> [DATA SHOWN]
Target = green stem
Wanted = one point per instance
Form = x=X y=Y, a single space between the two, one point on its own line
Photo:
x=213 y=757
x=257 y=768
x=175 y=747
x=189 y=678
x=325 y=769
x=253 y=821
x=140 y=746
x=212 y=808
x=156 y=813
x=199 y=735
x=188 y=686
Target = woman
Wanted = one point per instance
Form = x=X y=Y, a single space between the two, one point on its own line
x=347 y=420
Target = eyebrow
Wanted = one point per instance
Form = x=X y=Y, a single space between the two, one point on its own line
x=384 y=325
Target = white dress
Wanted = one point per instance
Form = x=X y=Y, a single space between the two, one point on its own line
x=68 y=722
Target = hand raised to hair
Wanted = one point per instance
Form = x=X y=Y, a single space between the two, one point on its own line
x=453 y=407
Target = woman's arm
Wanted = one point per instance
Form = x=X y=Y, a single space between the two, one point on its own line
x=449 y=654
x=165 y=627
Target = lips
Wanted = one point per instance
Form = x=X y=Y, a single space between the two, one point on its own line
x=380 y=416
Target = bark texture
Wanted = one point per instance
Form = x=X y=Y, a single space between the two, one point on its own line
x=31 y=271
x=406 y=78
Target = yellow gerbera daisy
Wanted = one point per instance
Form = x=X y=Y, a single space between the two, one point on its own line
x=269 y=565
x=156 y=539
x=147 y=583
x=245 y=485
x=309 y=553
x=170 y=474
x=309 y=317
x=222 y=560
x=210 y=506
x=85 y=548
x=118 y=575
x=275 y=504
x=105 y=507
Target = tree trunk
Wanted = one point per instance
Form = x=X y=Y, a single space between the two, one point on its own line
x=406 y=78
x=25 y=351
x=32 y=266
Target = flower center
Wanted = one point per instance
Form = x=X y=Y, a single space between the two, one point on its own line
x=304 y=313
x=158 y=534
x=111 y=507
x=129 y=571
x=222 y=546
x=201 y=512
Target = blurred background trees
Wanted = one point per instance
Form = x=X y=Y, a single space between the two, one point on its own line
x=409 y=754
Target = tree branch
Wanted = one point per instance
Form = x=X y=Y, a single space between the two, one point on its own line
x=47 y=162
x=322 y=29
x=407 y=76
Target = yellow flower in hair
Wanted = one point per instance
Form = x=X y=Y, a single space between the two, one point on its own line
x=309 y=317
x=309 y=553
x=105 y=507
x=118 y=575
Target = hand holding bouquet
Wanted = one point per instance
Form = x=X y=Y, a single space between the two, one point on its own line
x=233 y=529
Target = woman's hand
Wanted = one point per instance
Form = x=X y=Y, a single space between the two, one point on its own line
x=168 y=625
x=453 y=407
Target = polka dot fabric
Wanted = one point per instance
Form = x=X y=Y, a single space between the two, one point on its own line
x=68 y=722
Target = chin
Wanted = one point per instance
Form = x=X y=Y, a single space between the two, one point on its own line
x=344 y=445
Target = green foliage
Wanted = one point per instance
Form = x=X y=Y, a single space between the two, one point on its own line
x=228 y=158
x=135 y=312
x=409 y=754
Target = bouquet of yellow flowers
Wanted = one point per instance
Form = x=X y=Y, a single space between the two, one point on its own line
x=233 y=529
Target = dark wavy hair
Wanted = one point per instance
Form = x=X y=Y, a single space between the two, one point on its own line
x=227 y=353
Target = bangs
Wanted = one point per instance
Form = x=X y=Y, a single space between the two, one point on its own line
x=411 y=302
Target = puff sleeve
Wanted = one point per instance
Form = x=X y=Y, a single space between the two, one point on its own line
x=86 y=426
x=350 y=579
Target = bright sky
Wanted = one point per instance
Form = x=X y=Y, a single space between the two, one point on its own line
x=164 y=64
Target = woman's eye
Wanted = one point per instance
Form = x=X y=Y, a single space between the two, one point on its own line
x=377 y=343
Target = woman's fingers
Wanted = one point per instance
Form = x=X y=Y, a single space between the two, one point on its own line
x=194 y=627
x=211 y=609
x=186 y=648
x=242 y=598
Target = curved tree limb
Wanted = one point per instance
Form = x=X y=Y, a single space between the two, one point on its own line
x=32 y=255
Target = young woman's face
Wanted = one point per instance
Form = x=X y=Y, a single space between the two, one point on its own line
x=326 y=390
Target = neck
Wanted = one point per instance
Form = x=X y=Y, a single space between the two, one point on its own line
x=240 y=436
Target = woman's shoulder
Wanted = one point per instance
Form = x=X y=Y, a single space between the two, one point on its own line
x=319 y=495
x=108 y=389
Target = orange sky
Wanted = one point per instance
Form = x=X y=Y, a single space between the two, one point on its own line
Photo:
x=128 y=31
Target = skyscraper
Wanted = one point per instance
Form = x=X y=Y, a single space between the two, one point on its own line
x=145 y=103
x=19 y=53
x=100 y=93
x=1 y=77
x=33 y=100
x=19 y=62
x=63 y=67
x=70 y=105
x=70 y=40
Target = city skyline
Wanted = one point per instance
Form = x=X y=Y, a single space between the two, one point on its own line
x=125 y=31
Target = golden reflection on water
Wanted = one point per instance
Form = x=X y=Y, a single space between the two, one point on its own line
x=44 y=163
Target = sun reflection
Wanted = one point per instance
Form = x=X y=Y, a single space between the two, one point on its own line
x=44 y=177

---

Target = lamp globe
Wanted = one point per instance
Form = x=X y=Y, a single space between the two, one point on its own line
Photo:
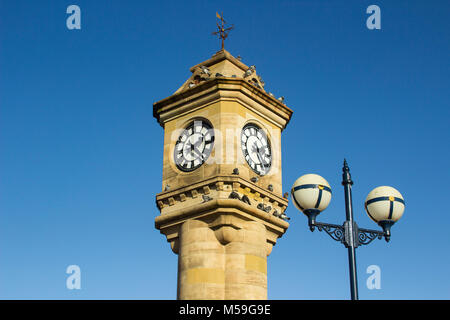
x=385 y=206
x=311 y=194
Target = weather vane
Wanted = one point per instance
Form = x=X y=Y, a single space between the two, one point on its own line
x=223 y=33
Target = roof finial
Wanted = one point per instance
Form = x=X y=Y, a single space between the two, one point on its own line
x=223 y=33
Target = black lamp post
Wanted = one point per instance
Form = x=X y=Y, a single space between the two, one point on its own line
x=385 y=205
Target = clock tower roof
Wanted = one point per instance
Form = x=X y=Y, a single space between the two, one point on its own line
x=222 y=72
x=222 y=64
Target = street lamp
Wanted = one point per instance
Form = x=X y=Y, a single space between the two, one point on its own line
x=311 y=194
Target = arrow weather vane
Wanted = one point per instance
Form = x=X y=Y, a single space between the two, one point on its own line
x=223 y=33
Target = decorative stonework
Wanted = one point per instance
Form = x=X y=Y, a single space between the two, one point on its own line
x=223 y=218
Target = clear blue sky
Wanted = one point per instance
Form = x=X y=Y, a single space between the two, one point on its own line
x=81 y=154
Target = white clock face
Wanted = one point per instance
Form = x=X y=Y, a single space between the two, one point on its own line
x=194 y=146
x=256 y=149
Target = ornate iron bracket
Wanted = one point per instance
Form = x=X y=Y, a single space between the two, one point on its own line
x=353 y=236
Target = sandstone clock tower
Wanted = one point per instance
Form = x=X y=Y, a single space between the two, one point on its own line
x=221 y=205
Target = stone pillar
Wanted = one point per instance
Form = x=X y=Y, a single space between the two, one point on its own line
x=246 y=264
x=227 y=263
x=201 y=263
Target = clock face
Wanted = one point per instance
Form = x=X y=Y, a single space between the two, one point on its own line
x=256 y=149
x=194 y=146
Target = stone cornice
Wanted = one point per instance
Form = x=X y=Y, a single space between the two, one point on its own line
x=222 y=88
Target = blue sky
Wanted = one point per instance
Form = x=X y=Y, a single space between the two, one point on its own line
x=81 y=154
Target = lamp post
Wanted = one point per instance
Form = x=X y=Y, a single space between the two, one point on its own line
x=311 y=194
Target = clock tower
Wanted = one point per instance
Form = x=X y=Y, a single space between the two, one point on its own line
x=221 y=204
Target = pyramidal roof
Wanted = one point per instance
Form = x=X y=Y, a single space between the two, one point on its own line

> [INSTRUCTIONS TO FOLLOW] Copy out every line of the data that includes the word "bouquet".

> [ANSWER TO THIS EXERCISE]
Target = hand holding bouquet
Target = bouquet of yellow flowers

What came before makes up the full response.